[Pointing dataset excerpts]
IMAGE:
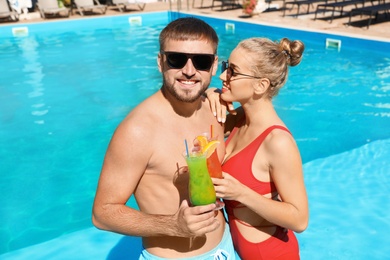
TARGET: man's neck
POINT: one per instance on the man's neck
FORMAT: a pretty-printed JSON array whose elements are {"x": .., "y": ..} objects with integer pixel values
[{"x": 182, "y": 109}]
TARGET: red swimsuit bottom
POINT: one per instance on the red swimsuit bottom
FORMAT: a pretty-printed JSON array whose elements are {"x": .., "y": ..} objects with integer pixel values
[{"x": 283, "y": 243}]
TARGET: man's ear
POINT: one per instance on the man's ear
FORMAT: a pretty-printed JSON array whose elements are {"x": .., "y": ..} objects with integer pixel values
[
  {"x": 262, "y": 86},
  {"x": 160, "y": 62},
  {"x": 215, "y": 66}
]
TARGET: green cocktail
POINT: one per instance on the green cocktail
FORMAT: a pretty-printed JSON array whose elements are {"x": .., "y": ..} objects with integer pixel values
[{"x": 201, "y": 188}]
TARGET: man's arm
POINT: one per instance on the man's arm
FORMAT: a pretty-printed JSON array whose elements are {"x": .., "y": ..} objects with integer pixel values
[{"x": 124, "y": 165}]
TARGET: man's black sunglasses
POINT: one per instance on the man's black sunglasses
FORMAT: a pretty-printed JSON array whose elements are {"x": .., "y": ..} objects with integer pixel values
[
  {"x": 177, "y": 60},
  {"x": 230, "y": 72}
]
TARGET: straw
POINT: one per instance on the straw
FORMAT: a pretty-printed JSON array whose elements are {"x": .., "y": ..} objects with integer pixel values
[{"x": 186, "y": 144}]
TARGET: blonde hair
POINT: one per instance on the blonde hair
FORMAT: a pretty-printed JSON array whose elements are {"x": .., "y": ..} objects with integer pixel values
[{"x": 271, "y": 59}]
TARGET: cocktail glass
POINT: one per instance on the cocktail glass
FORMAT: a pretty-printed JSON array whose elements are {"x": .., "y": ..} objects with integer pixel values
[
  {"x": 213, "y": 164},
  {"x": 201, "y": 188}
]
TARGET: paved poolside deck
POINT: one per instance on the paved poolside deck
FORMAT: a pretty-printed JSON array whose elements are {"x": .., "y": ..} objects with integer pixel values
[{"x": 378, "y": 29}]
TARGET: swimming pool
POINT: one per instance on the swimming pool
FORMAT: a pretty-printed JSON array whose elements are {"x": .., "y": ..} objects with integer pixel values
[{"x": 68, "y": 84}]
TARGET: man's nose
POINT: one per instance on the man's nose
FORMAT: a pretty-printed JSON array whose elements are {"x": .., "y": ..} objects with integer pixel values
[{"x": 189, "y": 68}]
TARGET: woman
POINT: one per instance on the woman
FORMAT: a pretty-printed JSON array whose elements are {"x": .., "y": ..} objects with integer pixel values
[{"x": 263, "y": 186}]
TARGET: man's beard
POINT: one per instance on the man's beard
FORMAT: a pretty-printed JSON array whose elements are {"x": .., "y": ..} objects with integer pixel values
[{"x": 186, "y": 96}]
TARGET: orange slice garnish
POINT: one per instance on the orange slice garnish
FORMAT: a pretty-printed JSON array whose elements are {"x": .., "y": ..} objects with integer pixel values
[
  {"x": 202, "y": 141},
  {"x": 210, "y": 148}
]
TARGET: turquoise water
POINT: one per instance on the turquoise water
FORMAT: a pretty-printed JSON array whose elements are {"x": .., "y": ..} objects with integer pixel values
[{"x": 68, "y": 85}]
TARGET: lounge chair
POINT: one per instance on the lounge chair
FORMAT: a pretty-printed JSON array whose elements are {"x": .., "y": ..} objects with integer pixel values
[
  {"x": 50, "y": 7},
  {"x": 373, "y": 10},
  {"x": 6, "y": 12},
  {"x": 226, "y": 4},
  {"x": 89, "y": 6},
  {"x": 124, "y": 5},
  {"x": 337, "y": 5},
  {"x": 298, "y": 3}
]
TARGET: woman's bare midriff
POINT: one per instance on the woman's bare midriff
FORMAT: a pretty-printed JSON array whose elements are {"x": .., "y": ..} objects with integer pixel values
[{"x": 253, "y": 228}]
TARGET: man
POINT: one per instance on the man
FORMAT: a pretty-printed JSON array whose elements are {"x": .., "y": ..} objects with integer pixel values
[{"x": 145, "y": 155}]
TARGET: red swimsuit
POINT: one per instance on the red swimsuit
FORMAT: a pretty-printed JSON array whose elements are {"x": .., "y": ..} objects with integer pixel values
[{"x": 281, "y": 245}]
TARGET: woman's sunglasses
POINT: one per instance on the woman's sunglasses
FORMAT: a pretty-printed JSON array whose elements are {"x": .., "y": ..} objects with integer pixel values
[
  {"x": 230, "y": 72},
  {"x": 177, "y": 60}
]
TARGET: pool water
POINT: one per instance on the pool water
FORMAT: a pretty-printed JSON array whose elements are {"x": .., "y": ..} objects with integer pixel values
[{"x": 68, "y": 84}]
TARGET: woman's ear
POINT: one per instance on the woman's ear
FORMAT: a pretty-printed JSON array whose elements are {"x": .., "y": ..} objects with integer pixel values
[
  {"x": 262, "y": 86},
  {"x": 159, "y": 62}
]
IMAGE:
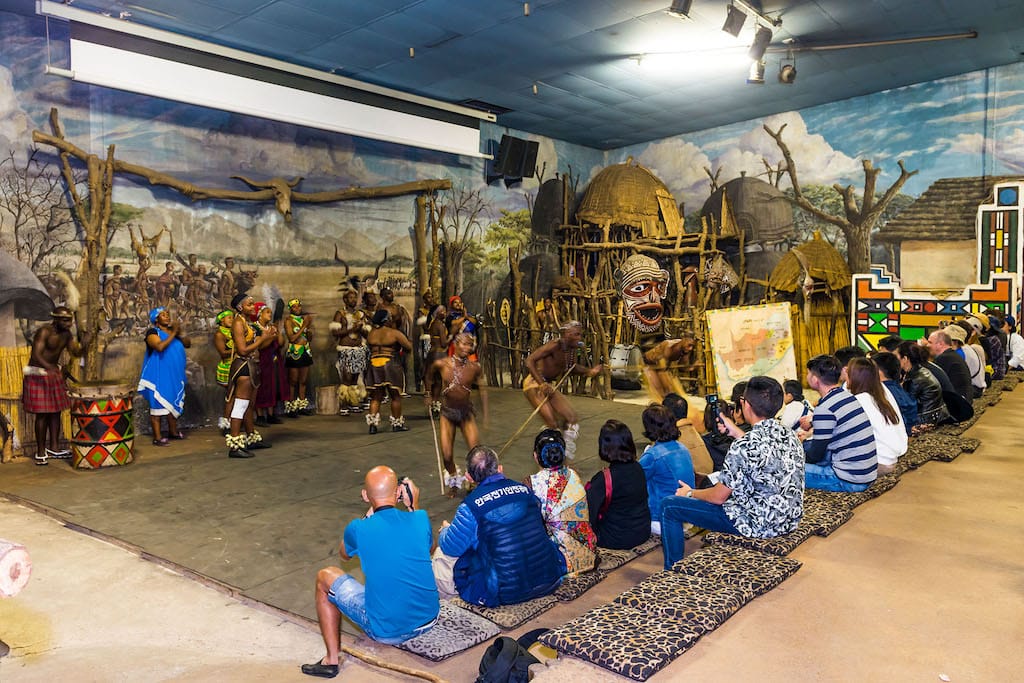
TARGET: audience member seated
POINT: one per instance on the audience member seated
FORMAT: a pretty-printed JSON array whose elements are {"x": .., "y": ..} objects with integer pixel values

* _Work to complete_
Your copy of the data above should match it exactly, except that pictures are left out.

* _Task result_
IMAGE:
TARGET: man's neck
POINT: one per instance on the man's neck
FORMAT: a pretty-printed JSON array whose elements are {"x": .., "y": ..} objects with integer pixel values
[{"x": 182, "y": 109}]
TARGET: red swimsuit bottom
POINT: one per instance on the red swimsuit bottom
FORMAT: a pretty-printed JSON array whose elements are {"x": .., "y": ..} objects with integer pixel values
[{"x": 283, "y": 243}]
TARGET: man's ear
POINT: one per instance on the man's ear
FORMAT: a pretty-printed JSON array whose elements are {"x": .., "y": ..} objects with integer pixel values
[
  {"x": 262, "y": 86},
  {"x": 160, "y": 62},
  {"x": 215, "y": 66}
]
TARGET: green cocktail
POINT: one per instance on the green cocktail
FORMAT: a pretty-printed JSON array whose elements are {"x": .., "y": ..} objects with integer pixel values
[{"x": 201, "y": 188}]
TARGET: man's arm
POINT: one per instance on the man's arm
FORMAT: a pretty-printed JSON array whose elements are {"x": .., "y": ..} objects with integer pixel values
[{"x": 124, "y": 165}]
TARGET: man's black sunglasses
POINT: one per instance on the man's black sunglasses
FORMAT: a pretty-printed JSON array whose elements are {"x": .., "y": ..} objects with integer pixel values
[
  {"x": 177, "y": 60},
  {"x": 230, "y": 72}
]
TARGET: straw
POINT: one per instance on the straw
FORMAT: a pretty-printed JSON array whose elements are {"x": .., "y": ..} objects with integer pixel values
[{"x": 186, "y": 144}]
TARGET: blonde hair
POINT: one per instance on the blonde hair
FORMAT: a pretty-printed JSON array whose elements are {"x": .., "y": ..} objects with integer pixel values
[{"x": 271, "y": 59}]
TARGET: cocktail glass
POINT: one per instance on the cocktail glass
FORMAT: a pretty-printed JSON array whose elements are {"x": .., "y": ..} objects with integer pixel values
[
  {"x": 213, "y": 164},
  {"x": 201, "y": 188}
]
TARGET: paved poolside deck
POINT: one per instance on the paved poolside deck
FORMAT: a pretty-printed JSON array whose elements are {"x": .., "y": ..} objects with integer pixel values
[{"x": 378, "y": 29}]
TARGET: swimming pool
POINT: one per instance on the swimming pool
FORMAT: a pretty-printed JSON array whose elements are {"x": .., "y": ..} objects with integer pixel values
[{"x": 68, "y": 84}]
TARGET: man's nose
POINT: one per instance on the man's nose
FORMAT: a pretty-printed JSON array whose elements are {"x": .., "y": ..} objects with integer pixel values
[{"x": 189, "y": 68}]
TARGET: woman
POINT: one per instance on the woman
FORMAT: a pretty-printed JSON array whose elements are {"x": .., "y": ..} objects with integer pixel values
[{"x": 263, "y": 186}]
TARGET: man's beard
POINT: one per instance on the man's beard
FORMAT: a pretty-printed JSON array whose elements are {"x": .., "y": ..} objects with integer pixel values
[{"x": 186, "y": 96}]
TARGET: orange slice garnish
POINT: one per instance on the orange slice garnish
FORMAT: a pretty-printed JSON array whose elements are {"x": .., "y": ..} objects with integer pixel values
[
  {"x": 202, "y": 141},
  {"x": 210, "y": 148}
]
TARGET: turquoise water
POINT: one per instance on the turquoise water
FORMAT: a pretty-printed JSON array whose elements are {"x": .., "y": ..} objects with integer pixel values
[{"x": 68, "y": 85}]
TARGET: lounge chair
POINT: one per instance on the lounge chair
FORMAT: a pretty-printed JSON array whose elements are {"x": .., "y": ..} objects with integer pixel values
[
  {"x": 50, "y": 7},
  {"x": 373, "y": 10},
  {"x": 6, "y": 12},
  {"x": 226, "y": 4},
  {"x": 89, "y": 6},
  {"x": 124, "y": 5},
  {"x": 337, "y": 5},
  {"x": 298, "y": 3}
]
TARGET: woman's bare midriff
POINT: one per instance on the woman's bare midriff
FORMAT: a pretty-printed JSON array whose elements are {"x": .., "y": ..} objects with integer pixel values
[{"x": 253, "y": 228}]
TARGET: man
POINT: one per instance on the man
FORMAT: a pretty-printed JSON array whose elements are {"x": .., "y": ..} objects with integer pixel values
[{"x": 145, "y": 155}]
TARGET: red swimsuit
POINT: one per instance on the red swimsuit
FORMAT: a pretty-printed JSON array whose elements are {"x": .., "y": ..} objects with integer pixel values
[{"x": 281, "y": 245}]
TARGET: woman's sunglasses
POINT: one per instance on the woman's sunglasses
FORMAT: a pretty-printed JSON array whose elements are {"x": .., "y": ..} objects with integer pixel values
[
  {"x": 230, "y": 72},
  {"x": 177, "y": 60}
]
TARGET: pool water
POINT: one per instance on the pool water
FORMAT: a pretty-printed JSON array whose elements are {"x": .., "y": ..} objects with integer pixel values
[{"x": 68, "y": 84}]
TARGET: woman's ear
POINT: one per instance on the woman's ear
FORMAT: a pretty-printed JSON array whose elements are {"x": .., "y": ..} objects with integer pixel values
[
  {"x": 262, "y": 86},
  {"x": 159, "y": 62}
]
IMAGE:
TARGET: audience member seated
POINT: one per instance on the audience member seated
FORMAT: a pretty-printed JSON array whose elements are {"x": .., "y": ..} objects with integer pixel values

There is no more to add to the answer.